**WHAT THE TASK ASKS**
Search the material for lines containing the word "after", and copy each one.

**RECORDS TO USE**
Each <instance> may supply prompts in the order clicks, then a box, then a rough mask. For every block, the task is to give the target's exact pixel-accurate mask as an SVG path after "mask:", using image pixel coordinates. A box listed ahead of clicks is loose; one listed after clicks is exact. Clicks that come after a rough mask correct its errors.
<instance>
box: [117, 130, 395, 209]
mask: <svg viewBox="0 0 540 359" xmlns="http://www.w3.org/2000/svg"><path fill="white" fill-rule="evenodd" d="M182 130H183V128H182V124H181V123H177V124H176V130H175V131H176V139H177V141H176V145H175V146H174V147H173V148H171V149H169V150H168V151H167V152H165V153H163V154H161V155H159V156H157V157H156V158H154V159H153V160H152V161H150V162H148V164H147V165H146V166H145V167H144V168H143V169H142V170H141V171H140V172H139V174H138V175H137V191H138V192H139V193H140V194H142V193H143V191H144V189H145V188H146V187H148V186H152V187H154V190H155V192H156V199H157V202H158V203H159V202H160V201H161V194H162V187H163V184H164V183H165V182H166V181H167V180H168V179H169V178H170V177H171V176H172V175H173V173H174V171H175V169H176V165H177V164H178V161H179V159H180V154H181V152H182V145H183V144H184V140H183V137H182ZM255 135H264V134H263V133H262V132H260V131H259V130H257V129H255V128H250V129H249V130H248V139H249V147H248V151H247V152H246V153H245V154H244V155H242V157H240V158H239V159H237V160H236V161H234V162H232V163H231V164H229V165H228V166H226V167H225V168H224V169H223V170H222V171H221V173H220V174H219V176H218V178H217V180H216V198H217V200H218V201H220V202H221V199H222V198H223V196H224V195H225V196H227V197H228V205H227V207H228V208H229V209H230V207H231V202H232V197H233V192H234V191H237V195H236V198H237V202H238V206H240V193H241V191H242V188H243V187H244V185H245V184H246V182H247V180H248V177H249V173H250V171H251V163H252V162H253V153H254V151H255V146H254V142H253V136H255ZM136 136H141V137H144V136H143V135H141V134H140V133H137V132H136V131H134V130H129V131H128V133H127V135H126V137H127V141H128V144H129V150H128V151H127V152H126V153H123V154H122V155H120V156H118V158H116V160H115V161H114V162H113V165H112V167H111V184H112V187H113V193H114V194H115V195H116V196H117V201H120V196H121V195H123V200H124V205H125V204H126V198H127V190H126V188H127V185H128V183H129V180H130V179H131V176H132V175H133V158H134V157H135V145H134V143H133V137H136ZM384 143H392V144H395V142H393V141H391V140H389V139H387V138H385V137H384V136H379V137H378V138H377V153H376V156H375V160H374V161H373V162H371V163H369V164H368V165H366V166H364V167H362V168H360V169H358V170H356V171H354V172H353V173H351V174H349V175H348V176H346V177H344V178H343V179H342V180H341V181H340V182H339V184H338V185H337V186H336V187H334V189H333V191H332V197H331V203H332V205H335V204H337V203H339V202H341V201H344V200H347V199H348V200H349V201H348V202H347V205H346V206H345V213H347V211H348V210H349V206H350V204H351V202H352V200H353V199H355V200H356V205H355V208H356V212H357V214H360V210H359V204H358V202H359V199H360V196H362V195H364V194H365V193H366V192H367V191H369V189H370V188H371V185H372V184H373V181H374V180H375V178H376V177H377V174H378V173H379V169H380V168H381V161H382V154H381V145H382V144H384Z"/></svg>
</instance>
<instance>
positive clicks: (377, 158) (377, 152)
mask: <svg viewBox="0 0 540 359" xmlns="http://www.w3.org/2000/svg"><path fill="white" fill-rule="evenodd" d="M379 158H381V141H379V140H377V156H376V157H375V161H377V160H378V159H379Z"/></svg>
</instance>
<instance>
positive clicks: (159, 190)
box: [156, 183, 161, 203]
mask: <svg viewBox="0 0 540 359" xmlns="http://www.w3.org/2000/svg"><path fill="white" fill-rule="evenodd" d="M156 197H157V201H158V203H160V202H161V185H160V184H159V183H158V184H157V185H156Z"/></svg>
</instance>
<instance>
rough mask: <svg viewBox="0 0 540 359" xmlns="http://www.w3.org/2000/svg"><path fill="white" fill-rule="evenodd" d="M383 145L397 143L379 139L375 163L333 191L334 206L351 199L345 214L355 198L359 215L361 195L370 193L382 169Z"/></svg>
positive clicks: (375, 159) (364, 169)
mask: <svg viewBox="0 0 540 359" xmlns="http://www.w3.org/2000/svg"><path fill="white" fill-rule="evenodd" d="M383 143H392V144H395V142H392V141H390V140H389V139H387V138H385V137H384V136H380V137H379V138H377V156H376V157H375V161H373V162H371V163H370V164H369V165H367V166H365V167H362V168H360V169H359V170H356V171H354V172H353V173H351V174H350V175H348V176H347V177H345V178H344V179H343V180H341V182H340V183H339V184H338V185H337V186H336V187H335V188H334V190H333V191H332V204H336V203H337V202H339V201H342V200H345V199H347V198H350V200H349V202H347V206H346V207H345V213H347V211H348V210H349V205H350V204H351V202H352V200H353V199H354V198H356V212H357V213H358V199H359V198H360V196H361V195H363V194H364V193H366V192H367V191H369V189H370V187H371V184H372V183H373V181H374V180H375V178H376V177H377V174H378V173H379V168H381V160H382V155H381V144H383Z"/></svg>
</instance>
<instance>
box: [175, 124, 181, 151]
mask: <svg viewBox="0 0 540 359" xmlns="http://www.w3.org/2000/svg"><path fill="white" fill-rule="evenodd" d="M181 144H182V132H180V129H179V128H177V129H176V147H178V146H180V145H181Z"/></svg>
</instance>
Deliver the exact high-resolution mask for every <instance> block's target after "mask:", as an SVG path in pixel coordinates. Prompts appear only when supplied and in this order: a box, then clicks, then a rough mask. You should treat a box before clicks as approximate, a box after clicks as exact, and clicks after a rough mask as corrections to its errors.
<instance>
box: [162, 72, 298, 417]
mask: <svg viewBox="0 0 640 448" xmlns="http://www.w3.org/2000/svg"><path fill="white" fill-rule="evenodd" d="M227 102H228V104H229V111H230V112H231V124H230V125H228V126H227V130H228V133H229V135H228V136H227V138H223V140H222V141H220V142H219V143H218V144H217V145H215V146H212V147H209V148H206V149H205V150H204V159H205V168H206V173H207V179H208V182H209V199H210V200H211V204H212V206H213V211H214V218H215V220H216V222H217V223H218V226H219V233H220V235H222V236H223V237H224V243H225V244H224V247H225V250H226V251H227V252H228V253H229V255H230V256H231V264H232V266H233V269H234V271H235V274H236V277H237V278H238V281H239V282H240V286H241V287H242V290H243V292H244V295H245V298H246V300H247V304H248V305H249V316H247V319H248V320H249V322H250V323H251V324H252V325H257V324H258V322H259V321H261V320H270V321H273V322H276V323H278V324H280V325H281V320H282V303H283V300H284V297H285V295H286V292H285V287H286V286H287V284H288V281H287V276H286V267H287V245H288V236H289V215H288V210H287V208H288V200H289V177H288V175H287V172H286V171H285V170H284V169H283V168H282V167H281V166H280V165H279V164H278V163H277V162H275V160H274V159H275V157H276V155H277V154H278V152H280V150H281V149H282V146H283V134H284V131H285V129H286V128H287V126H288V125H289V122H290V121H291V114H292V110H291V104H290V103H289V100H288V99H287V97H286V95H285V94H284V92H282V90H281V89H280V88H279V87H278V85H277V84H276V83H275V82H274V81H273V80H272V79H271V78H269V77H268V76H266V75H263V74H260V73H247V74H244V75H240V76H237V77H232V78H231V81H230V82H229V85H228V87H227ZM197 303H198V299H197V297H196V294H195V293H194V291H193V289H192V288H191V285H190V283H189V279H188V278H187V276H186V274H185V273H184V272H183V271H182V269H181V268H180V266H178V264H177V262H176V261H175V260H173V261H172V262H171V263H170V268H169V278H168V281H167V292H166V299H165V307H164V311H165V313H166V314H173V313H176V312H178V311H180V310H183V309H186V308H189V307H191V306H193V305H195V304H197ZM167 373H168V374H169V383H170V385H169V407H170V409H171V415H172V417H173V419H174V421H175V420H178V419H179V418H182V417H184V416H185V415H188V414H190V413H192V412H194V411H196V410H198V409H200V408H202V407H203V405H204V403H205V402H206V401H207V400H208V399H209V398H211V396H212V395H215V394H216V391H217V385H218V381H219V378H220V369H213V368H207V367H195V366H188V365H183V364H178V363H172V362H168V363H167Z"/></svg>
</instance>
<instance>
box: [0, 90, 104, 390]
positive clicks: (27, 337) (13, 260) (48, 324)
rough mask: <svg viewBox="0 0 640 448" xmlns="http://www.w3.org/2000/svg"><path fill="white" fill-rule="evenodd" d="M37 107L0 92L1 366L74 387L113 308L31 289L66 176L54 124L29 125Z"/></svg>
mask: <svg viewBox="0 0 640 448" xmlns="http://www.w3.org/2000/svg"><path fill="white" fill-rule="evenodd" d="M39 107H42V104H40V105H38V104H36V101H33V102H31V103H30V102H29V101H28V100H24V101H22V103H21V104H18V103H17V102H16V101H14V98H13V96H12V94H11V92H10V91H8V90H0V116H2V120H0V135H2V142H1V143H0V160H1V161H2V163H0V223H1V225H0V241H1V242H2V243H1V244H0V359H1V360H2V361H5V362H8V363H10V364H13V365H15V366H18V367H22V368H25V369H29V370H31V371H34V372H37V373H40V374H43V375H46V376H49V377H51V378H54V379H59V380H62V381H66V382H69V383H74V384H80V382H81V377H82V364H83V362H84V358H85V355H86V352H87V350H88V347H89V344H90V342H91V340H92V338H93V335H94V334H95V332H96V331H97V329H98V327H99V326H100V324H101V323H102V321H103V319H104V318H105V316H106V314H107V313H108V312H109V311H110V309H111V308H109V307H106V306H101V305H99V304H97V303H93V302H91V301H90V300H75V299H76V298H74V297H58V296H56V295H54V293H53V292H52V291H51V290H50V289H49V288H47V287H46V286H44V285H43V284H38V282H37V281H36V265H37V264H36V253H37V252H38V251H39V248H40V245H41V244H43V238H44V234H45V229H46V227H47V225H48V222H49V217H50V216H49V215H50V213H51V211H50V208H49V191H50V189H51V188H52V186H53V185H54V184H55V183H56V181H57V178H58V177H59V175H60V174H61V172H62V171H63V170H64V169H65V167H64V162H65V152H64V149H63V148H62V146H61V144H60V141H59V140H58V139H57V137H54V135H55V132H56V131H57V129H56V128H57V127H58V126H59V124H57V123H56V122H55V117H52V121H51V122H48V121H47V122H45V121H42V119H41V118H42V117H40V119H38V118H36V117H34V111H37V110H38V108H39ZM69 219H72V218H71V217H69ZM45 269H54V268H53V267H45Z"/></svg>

**OUTPUT**
Each <instance> may supply prompts in the order clicks, then a box, then a rough mask. For every block, the task is to give the target's exact pixel-accurate mask as an SVG path after "mask:", using image pixel coordinates. A box listed ahead of clicks is loose; one listed after clicks is exact. Clicks that come after a rough mask correct its errors.
Deliver the exact high-resolution mask for every <instance> block's target after "mask:", as an SVG path in pixel coordinates. Prompts appear only when supplied and in this order: a box, then clicks, then a rough mask. You should treat a box before clicks as approximate, a box after clicks as exact, and clicks after a rough mask as corrections to its errors.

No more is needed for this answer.